• **WHAT NEEDS TO BE DONE**
List every line in the rows below that includes the word "brick".

• **DATA FOR THIS EXERCISE**
START
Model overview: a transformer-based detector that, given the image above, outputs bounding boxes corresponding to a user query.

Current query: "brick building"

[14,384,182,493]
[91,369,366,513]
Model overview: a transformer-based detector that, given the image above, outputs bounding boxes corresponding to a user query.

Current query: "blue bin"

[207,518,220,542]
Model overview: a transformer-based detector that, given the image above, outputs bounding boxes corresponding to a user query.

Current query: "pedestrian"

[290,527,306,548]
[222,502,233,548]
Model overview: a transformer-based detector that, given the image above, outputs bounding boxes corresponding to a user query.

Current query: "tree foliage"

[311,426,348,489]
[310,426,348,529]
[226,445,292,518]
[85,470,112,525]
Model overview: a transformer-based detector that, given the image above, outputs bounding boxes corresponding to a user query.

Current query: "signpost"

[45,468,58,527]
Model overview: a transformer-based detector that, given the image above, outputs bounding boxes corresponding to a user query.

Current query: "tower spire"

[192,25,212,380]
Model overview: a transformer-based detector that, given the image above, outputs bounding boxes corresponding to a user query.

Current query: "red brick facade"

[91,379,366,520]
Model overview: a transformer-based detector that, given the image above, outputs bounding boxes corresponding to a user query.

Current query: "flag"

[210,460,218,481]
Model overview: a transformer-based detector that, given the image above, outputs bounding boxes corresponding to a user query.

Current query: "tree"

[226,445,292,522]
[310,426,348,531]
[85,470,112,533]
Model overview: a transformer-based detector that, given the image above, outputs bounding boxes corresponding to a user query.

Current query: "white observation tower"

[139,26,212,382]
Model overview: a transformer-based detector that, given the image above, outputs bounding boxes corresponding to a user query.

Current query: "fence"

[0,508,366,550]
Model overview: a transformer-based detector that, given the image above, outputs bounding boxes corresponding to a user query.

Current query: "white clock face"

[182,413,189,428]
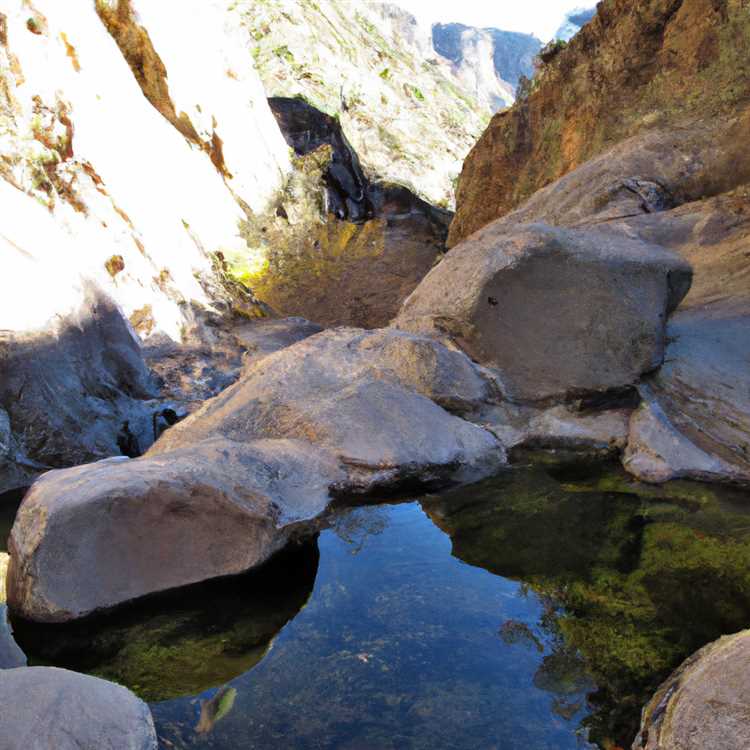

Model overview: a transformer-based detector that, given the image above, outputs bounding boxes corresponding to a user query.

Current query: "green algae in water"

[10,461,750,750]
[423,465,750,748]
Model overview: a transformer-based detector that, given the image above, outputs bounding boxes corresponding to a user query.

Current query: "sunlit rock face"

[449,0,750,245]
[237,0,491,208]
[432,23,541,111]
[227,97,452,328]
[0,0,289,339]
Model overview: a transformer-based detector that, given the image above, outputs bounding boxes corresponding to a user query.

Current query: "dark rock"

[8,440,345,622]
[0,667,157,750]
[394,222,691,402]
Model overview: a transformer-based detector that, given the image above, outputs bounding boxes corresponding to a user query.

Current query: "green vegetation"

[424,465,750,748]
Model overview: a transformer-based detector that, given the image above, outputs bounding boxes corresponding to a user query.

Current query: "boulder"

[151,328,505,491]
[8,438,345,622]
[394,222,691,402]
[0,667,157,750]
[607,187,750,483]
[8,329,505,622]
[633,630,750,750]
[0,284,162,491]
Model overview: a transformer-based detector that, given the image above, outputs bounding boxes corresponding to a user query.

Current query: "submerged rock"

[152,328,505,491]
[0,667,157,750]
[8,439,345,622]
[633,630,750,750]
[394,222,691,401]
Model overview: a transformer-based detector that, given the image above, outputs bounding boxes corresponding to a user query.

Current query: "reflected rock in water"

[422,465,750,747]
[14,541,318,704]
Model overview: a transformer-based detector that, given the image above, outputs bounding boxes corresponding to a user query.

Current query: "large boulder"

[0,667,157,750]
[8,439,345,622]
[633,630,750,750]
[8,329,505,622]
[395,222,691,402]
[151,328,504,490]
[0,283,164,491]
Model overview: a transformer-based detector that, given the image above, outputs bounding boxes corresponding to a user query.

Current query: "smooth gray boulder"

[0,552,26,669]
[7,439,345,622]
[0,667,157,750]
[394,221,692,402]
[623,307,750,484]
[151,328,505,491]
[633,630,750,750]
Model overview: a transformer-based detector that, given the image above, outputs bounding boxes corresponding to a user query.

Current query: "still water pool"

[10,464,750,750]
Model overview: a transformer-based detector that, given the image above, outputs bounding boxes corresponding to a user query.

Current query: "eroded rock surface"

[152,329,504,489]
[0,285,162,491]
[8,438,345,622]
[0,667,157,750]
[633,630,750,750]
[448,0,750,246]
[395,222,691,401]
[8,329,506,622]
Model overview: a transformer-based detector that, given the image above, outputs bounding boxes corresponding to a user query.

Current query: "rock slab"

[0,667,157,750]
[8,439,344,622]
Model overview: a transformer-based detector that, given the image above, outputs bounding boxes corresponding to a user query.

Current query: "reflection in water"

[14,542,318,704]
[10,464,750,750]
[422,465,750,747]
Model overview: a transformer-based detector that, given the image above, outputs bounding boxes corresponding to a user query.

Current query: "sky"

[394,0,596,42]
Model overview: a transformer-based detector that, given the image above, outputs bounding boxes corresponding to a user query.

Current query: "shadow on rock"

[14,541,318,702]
END
• **WRITTEN ANSWER**
Current query: "brick building"
Current query: "red brick facade"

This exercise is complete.